◆ EXTRACT PROVIDED
Skip to main content
morning update newsletter

Good morning,

A parliamentary committee wants the CEOs of major grocery companies to appear for questioning on record-level food price inflation after representatives for Loblaw and Sobeys said there’s little they can do to prevent passing on costs to consumers.

Last month, the committee had sent invitations to the grocery retailers, asking for representatives to attend the Ottawa meeting on Monday. Loblaw sent a senior vice-president of retail finance, while Empire Company Limited, which owns Sobeys, sent the company’s chief operating officer.

The MPs questioned why the CEOs themselves did not attend. The committee decided to again send its invitations to Loblaw, Sobeys and Metro, but this time specifically requesting the attendance of Galen Weston of Loblaw, Michael Medline of Sobeys and Metro’s Eric La Flèche.

Read more:

A Sobey's store in Toronto on April 3, 2020.J.P. MOCZULSKI/The Globe and Mail

This is the daily Morning Update newsletter. If you’re reading this on the web, or it was forwarded to you from someone else, you can sign up for Morning Update and more than 20 other Globe newsletters on our newsletter signup page.

◆ INFORMATION PROVIDED
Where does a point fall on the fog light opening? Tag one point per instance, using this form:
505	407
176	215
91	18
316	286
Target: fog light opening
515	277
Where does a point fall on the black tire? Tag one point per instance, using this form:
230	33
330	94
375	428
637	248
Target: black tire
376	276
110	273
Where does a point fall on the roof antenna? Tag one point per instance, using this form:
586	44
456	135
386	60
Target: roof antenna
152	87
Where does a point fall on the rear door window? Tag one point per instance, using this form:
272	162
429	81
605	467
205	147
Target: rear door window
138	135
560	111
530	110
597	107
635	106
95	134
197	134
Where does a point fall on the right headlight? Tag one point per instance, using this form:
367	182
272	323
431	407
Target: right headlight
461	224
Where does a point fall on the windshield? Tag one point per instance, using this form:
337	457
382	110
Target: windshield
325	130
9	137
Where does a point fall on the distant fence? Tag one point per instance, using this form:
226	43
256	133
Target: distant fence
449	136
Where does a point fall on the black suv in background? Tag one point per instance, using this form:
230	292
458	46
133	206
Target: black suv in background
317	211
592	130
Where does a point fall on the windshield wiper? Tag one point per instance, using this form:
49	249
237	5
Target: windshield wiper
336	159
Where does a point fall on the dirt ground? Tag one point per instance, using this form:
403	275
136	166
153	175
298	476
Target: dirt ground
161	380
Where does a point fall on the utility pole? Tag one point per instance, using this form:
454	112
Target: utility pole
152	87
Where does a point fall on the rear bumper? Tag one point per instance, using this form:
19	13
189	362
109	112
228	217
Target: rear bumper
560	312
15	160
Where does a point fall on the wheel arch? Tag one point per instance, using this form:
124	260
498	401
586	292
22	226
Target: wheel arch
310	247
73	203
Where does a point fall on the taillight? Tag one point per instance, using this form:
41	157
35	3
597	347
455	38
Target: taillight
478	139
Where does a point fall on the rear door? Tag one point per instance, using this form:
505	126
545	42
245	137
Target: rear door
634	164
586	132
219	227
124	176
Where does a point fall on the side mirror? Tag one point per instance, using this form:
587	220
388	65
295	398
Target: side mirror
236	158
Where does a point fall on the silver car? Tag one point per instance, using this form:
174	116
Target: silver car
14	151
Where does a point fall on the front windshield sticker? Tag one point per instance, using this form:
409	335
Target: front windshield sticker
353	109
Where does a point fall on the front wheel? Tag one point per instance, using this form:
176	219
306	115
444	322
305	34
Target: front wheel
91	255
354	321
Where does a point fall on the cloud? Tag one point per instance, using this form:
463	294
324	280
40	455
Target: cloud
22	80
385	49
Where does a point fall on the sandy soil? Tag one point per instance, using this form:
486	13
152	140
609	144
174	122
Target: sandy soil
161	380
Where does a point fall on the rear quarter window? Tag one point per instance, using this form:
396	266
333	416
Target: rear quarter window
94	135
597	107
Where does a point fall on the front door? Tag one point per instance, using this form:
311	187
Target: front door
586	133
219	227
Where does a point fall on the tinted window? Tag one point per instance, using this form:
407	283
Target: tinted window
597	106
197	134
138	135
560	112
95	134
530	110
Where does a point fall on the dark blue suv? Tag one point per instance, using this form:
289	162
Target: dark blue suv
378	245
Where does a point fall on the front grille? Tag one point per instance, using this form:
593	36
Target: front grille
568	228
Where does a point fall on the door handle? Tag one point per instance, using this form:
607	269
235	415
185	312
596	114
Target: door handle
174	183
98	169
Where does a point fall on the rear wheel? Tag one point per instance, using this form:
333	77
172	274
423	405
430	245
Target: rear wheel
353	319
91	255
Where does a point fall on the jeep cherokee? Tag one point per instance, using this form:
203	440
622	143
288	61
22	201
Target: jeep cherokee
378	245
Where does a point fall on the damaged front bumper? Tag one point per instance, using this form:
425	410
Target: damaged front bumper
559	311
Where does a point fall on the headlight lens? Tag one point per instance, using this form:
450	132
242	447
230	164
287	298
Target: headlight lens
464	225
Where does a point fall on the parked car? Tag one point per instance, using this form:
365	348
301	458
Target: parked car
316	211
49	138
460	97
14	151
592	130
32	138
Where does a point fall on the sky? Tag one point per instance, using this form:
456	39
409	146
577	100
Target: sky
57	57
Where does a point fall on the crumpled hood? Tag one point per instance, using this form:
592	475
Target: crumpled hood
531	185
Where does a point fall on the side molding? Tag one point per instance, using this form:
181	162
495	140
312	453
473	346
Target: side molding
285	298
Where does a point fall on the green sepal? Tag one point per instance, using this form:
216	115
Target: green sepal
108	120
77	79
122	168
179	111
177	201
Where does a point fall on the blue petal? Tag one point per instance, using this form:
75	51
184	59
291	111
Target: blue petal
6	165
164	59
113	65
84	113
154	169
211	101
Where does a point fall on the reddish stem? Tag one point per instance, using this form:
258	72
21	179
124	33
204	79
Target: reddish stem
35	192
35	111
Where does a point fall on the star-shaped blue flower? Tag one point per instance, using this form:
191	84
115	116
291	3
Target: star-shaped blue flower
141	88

◆ WHAT IS BEING ASKED
Can you carry on the morning newsletter about grocery executives and food price inflation, starting after its last paragraph?

◆ YOUR RESPONSE
Amnesty International Canada says it was hacked by Chinese government

Amnesty International Canada says its computer system was hacked by a group believed to be working for the Chinese government, in the latest instance of suspected interference in Canadian affairs by Beijing.

First discovered in early October, the cyberattack targeted the English Canadian branch of Amnesty, which has in recent years raised alarms about China’s harassment and intimidation of people in Canada with Uyghur and Tibetan roots, as well as those with connections to Hong Kong.

A recent forensic audit found that the first malicious intrusion in the computer system occurred in July, 2021, said Ketty Nivyabandi, Amnesty International Canada’s secretary-general. The cybersecurity audit found that the hackers were seeking information on China and Hong Kong, where Beijing has spent years quashing dissent. The intruders were also looking for information on human-rights activists working on related files.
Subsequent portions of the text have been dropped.